::: Records supplied

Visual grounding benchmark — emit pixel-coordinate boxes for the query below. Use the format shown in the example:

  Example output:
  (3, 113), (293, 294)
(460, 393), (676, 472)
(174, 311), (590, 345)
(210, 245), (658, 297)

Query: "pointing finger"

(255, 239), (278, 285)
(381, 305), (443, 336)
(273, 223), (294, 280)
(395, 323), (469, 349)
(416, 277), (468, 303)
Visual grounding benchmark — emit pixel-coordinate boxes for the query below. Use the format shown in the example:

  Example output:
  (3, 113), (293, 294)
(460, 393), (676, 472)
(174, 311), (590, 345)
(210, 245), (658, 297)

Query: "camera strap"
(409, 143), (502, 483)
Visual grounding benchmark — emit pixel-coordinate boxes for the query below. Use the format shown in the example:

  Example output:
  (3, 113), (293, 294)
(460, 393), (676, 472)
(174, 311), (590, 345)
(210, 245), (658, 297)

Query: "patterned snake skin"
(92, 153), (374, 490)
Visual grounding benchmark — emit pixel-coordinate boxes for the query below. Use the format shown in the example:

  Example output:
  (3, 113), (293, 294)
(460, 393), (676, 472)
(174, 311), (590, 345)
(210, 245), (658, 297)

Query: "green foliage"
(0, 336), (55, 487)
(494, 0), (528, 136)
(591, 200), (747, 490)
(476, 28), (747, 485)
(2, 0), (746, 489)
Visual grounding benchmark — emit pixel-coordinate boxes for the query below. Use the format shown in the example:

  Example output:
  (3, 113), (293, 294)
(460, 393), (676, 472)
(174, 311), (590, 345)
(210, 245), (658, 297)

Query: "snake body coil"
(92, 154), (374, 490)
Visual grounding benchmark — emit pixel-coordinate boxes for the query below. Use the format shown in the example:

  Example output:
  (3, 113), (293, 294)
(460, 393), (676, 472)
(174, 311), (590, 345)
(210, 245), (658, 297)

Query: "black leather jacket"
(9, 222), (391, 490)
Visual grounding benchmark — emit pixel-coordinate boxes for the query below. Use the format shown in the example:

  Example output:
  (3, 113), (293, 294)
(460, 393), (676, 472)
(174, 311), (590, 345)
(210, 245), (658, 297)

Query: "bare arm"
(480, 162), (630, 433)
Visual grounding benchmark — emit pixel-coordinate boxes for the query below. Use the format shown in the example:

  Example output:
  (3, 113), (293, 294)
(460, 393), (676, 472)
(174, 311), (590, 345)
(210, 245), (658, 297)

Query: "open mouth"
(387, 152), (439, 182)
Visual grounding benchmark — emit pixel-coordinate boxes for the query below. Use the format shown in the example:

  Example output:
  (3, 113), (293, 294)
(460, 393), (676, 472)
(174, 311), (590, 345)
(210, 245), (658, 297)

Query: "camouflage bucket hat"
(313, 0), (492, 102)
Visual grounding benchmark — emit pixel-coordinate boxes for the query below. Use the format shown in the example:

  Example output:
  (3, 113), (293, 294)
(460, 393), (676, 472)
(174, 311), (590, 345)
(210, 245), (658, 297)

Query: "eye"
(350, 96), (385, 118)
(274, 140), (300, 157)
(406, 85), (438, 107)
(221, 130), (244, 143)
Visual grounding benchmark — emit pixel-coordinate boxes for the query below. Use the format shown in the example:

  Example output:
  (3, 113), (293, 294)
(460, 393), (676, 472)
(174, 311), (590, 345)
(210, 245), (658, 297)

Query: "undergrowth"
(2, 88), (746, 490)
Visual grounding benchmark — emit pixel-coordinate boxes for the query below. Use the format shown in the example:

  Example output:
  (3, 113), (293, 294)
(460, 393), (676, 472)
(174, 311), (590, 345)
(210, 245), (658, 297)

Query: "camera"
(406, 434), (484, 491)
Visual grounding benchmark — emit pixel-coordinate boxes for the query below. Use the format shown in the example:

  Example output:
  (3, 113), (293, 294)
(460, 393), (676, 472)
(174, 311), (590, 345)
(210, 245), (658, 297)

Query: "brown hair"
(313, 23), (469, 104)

::::::

What the task requires: Once you have read the data, copy all of it out exactly.

Reply to the exercise:
Visual grounding benchmark — emit pixel-coordinate boxes for the query below. Use the format shown in the example:

  Example output:
  (3, 113), (293, 294)
(460, 393), (676, 472)
(174, 311), (590, 345)
(210, 245), (658, 297)

Query: "pointing finger"

(255, 239), (278, 285)
(381, 305), (443, 336)
(273, 223), (294, 280)
(395, 323), (469, 349)
(416, 277), (468, 303)
Visual grounding benchmark — emit pixel-coordinate boxes for the query below. Use the format shown in the example:

  Example output:
  (3, 113), (293, 294)
(460, 393), (676, 472)
(174, 311), (590, 345)
(210, 245), (658, 297)

Query: "camera strap"
(409, 143), (502, 483)
Visual grounding benchmark — emit pixel-coordinate boxes for the query below. Use the format shown in the example:

  Example output:
  (3, 113), (293, 294)
(460, 393), (676, 472)
(174, 311), (590, 345)
(210, 245), (658, 297)

Query: "patterned snake skin"
(92, 153), (374, 490)
Visual grounding benchmark — emit pixel-coordinate boxes for the query below. Use the format shown in the example:

  Example output:
  (3, 113), (293, 294)
(460, 393), (676, 472)
(174, 311), (590, 345)
(210, 245), (658, 297)

Query: "green foliage"
(0, 336), (55, 487)
(494, 0), (528, 136)
(591, 200), (747, 490)
(476, 28), (747, 485)
(2, 0), (746, 489)
Visual grounding benchmark — emit pixel-coordinate boxes for the query below. Use the format shown in the example:

  Example output:
  (3, 113), (293, 294)
(460, 393), (676, 472)
(174, 311), (590, 345)
(210, 245), (658, 297)

Query: "snake body coil"
(92, 154), (374, 490)
Visual grounding benchmark — emit pixel-coordinate boxes for the query below. Use the format shown in the example:

  Example output:
  (3, 113), (293, 294)
(460, 393), (676, 472)
(174, 311), (590, 345)
(210, 245), (658, 297)

Query: "black leather jacket"
(9, 222), (391, 490)
Visual grounding benchmark — emit pixel-coordinate boxes for the query below. Use the format shown in the example:

  Example output:
  (3, 113), (293, 294)
(460, 393), (676, 472)
(174, 311), (590, 345)
(210, 245), (658, 297)

Query: "bare arm"
(480, 162), (630, 433)
Visual grounding benchmark — emit pixel-coordinate boxes for the query below. Use the format shown in the example:

  Example output:
  (3, 113), (293, 294)
(460, 393), (676, 472)
(174, 311), (590, 345)
(210, 245), (658, 297)

Query: "open mouth"
(387, 152), (439, 182)
Visual grounding benchmark — emit pixel-coordinate boxes for the query below. Use the format shown in the example:

  Example output:
  (3, 113), (293, 294)
(460, 393), (676, 472)
(174, 311), (590, 345)
(210, 245), (658, 297)

Query: "camouflage bucket hat"
(313, 0), (492, 102)
Visual grounding benchmark — emit pixel-coordinate boxes for the query below. Use the format shown in the example:

  Example output:
  (3, 113), (293, 294)
(460, 393), (676, 472)
(174, 311), (590, 345)
(210, 245), (658, 297)

Query: "eye"
(350, 96), (385, 118)
(274, 140), (300, 157)
(406, 85), (438, 107)
(221, 130), (244, 143)
Visual grounding benchmark — emit pixel-coordinate boxes for the query below. Use the format shown in the example:

  Example output:
  (3, 113), (293, 294)
(460, 393), (676, 472)
(174, 311), (590, 345)
(210, 245), (658, 297)

Query: "undergrowth"
(2, 88), (746, 490)
Visual grounding benchmark — emit pixel-coordinate boxes for the query below. Use the format shown in the example:

  Example output:
  (3, 113), (293, 294)
(460, 393), (676, 472)
(174, 311), (590, 345)
(210, 245), (658, 297)

Query: "camera"
(406, 434), (484, 491)
Visual grounding benchmark — emit pixel-coordinate boxes for the query below. Use the format shown in the example:

  Example output:
  (3, 113), (293, 294)
(460, 393), (676, 472)
(174, 311), (590, 345)
(210, 245), (658, 297)

Query: "brown hair"
(313, 23), (469, 104)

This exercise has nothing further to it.